▶ Work to do
Turn every line of the records below into a numbered list, skipping blank lines and leaving the pictures out.

────────────────────────────────────────

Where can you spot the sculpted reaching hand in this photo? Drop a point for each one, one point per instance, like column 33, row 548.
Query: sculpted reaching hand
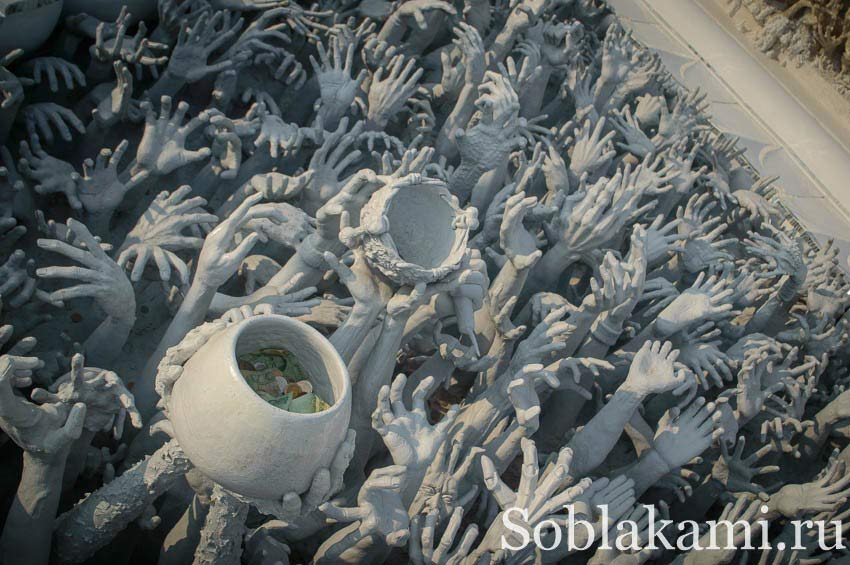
column 160, row 232
column 163, row 145
column 101, row 189
column 379, row 520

────────────────────────────────────────

▶ Solution
1. Where can you spot the sculpted reaching hand in this photo? Drop a point for each one, one point per instance, like column 33, row 548.
2. Query: sculpted reaching hand
3. column 160, row 232
4. column 163, row 145
5. column 101, row 189
6. column 379, row 520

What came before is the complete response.